#### Work to complete:
Please transcribe each of the records exactly as given.

··· Dataset entries ···

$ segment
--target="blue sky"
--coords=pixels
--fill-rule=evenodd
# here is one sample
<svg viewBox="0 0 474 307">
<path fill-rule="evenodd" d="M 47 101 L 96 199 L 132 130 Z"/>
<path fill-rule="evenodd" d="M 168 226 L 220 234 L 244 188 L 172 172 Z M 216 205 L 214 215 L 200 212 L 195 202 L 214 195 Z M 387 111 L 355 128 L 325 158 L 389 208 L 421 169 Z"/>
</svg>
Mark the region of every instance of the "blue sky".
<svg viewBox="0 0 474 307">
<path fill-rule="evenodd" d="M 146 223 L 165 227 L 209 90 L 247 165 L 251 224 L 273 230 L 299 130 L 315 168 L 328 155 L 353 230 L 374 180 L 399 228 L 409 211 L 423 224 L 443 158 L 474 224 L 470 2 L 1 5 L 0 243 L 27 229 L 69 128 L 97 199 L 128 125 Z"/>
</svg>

···

#### Reply:
$ segment
--target="blue sky"
--coords=pixels
--fill-rule=evenodd
# here is one sample
<svg viewBox="0 0 474 307">
<path fill-rule="evenodd" d="M 47 101 L 96 199 L 132 130 Z"/>
<path fill-rule="evenodd" d="M 168 226 L 220 234 L 244 188 L 172 172 Z M 216 205 L 214 215 L 200 212 L 195 202 L 214 195 Z M 387 111 L 355 128 L 325 158 L 389 208 L 421 169 Z"/>
</svg>
Mark the region of every instance of the "blue sky".
<svg viewBox="0 0 474 307">
<path fill-rule="evenodd" d="M 146 223 L 165 227 L 209 90 L 247 165 L 251 224 L 273 230 L 299 130 L 315 168 L 328 155 L 353 230 L 374 180 L 399 228 L 409 211 L 423 224 L 443 158 L 474 224 L 470 2 L 1 5 L 0 243 L 27 229 L 69 128 L 97 199 L 128 125 Z"/>
</svg>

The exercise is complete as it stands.